*** Block opens ***

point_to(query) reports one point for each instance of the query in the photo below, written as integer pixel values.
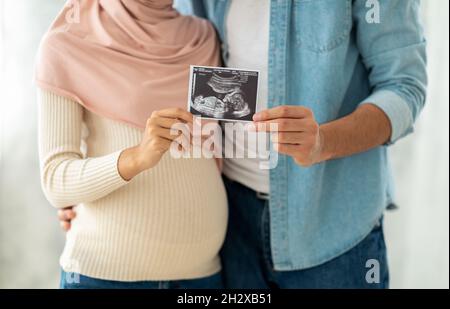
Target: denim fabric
(328, 56)
(247, 261)
(77, 281)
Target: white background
(31, 241)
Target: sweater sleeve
(67, 177)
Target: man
(343, 80)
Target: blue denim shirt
(326, 55)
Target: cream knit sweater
(167, 223)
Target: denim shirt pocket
(321, 25)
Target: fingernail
(251, 127)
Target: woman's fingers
(66, 214)
(174, 113)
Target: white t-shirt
(247, 28)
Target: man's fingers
(174, 113)
(284, 111)
(287, 149)
(285, 125)
(289, 137)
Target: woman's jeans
(77, 281)
(247, 262)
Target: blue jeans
(70, 281)
(247, 262)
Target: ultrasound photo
(223, 93)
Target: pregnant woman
(113, 78)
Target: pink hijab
(124, 59)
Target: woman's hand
(155, 142)
(65, 217)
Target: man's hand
(298, 135)
(65, 217)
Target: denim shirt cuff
(396, 109)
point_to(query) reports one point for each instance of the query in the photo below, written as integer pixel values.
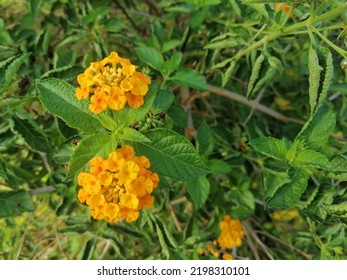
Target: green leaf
(318, 128)
(96, 145)
(169, 239)
(322, 196)
(270, 147)
(171, 44)
(339, 164)
(289, 194)
(267, 71)
(129, 134)
(32, 134)
(190, 78)
(311, 158)
(129, 115)
(59, 99)
(13, 203)
(171, 155)
(178, 115)
(339, 210)
(255, 74)
(89, 249)
(205, 140)
(35, 6)
(321, 71)
(218, 166)
(163, 100)
(3, 173)
(174, 61)
(273, 181)
(198, 190)
(9, 68)
(151, 57)
(228, 73)
(66, 73)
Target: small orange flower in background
(118, 187)
(282, 7)
(231, 235)
(111, 83)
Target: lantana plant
(124, 164)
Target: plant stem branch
(253, 104)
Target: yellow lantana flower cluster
(118, 187)
(111, 83)
(231, 233)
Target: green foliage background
(256, 97)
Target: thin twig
(307, 256)
(251, 245)
(42, 190)
(174, 218)
(127, 16)
(255, 237)
(59, 242)
(260, 95)
(24, 234)
(105, 250)
(178, 201)
(253, 104)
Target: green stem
(306, 23)
(331, 44)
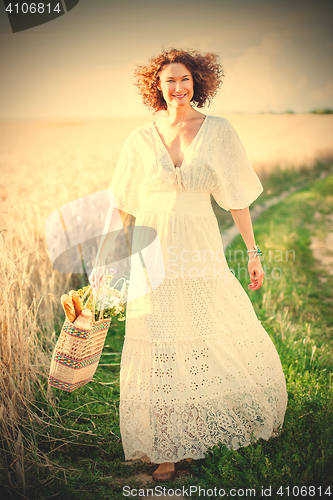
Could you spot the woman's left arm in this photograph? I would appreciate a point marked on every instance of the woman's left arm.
(243, 221)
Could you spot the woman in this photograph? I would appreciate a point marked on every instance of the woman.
(197, 366)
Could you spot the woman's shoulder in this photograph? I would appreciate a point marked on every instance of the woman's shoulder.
(220, 121)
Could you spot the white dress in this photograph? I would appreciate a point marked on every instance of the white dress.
(197, 366)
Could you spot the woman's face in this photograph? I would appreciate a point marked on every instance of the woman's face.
(176, 84)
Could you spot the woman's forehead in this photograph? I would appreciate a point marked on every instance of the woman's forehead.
(175, 70)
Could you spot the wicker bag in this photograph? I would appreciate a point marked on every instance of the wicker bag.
(77, 352)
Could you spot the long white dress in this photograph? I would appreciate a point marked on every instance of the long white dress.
(197, 366)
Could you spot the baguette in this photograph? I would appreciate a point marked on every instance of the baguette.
(68, 306)
(77, 302)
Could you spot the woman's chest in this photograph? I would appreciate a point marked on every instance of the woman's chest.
(177, 140)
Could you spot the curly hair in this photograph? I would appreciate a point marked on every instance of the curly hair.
(206, 71)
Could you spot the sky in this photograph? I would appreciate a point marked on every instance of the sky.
(276, 54)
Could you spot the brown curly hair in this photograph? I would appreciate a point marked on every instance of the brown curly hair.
(207, 74)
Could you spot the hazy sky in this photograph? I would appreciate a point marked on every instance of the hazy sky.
(277, 56)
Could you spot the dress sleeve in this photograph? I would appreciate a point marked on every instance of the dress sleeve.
(238, 184)
(127, 177)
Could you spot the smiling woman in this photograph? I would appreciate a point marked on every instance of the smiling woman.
(205, 73)
(197, 366)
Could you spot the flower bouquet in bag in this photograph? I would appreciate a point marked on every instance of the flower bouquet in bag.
(80, 344)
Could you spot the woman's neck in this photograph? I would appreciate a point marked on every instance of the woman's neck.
(180, 115)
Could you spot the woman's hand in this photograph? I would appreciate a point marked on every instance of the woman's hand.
(256, 273)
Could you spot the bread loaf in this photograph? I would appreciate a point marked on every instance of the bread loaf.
(76, 301)
(68, 306)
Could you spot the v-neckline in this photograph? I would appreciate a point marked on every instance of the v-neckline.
(188, 149)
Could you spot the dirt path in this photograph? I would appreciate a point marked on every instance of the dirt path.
(229, 234)
(323, 248)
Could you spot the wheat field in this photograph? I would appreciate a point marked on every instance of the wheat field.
(45, 165)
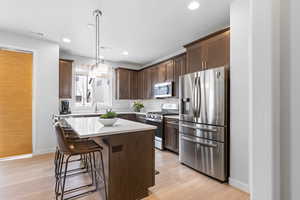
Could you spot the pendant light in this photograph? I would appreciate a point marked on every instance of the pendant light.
(97, 14)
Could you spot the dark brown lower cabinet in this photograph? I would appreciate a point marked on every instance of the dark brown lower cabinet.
(171, 135)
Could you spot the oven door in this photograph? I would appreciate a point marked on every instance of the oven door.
(158, 133)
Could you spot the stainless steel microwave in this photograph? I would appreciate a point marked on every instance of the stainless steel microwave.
(163, 90)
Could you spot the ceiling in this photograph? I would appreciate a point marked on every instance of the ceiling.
(146, 29)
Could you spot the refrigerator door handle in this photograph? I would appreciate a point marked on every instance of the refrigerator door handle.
(201, 143)
(195, 97)
(202, 129)
(199, 96)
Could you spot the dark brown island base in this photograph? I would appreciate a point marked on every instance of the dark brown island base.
(128, 153)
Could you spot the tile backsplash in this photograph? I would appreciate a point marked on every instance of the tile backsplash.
(126, 105)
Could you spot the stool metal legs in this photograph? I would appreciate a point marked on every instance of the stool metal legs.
(62, 173)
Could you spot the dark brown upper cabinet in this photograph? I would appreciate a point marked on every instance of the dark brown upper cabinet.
(171, 134)
(65, 79)
(209, 52)
(169, 70)
(179, 70)
(126, 84)
(147, 83)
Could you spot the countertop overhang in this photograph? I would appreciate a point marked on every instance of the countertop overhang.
(86, 127)
(82, 114)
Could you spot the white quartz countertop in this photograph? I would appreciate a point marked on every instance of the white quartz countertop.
(86, 127)
(172, 116)
(98, 113)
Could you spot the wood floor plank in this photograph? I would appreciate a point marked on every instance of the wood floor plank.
(32, 179)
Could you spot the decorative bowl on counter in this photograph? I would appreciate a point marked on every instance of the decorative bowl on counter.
(109, 118)
(108, 121)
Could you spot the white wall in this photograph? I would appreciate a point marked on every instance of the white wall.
(45, 86)
(117, 105)
(264, 100)
(290, 100)
(240, 94)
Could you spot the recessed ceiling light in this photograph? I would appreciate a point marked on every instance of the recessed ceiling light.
(91, 26)
(125, 53)
(66, 40)
(194, 5)
(37, 33)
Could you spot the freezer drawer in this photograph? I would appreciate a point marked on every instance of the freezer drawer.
(206, 156)
(204, 131)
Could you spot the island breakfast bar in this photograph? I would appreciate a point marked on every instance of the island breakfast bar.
(128, 153)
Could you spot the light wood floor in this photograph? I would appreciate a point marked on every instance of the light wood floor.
(32, 179)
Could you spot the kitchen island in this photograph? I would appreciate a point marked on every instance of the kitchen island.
(128, 153)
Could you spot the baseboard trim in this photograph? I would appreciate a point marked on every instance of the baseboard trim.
(44, 151)
(16, 157)
(239, 185)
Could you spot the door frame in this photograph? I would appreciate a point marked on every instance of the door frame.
(33, 90)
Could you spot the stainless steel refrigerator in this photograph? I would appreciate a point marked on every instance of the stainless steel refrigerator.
(204, 121)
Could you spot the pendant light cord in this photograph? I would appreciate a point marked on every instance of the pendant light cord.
(97, 14)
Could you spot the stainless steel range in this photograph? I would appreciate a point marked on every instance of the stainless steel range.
(156, 119)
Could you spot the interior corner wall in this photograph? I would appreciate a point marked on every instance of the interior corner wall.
(45, 86)
(239, 94)
(290, 100)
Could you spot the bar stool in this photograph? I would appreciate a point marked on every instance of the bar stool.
(68, 134)
(67, 149)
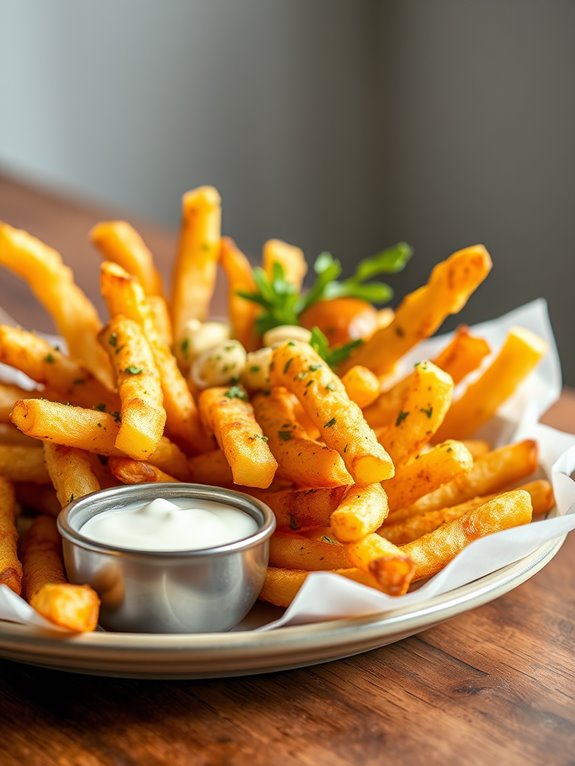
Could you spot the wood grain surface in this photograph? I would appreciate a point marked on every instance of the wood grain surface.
(493, 686)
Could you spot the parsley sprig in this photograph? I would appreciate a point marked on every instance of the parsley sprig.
(283, 304)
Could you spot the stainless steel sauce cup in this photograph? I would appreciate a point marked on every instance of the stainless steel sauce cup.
(193, 591)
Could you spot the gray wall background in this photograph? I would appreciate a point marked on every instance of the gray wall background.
(336, 124)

*** Block closes ***

Only the lines from the one that contains "Could you spot the bar" through the last line of the records may appear in the answer, retyped exactly and with no pictures.

### SOLUTION
Could you spot the bar stool in this photograph? I would appreciate a point marked on every instance of the bar stool.
(68, 134)
(67, 149)
Could you spot the wood grain surface in this photograph? I would appreciate a point marked on every instance of the wood grain surface.
(493, 686)
Could you spot the parsley sprig in this photograph? I would appreciate a point marked on every instance of the parsley sprig.
(283, 304)
Could you spot the stainless steel sauce cup in this photograph? I would appreciate a point marked on every instance of the stainless steel sauce cup.
(193, 591)
Could you spot the gray wall background in this photograph? I would appreciate a point marked on every instance of the gray wall background.
(336, 124)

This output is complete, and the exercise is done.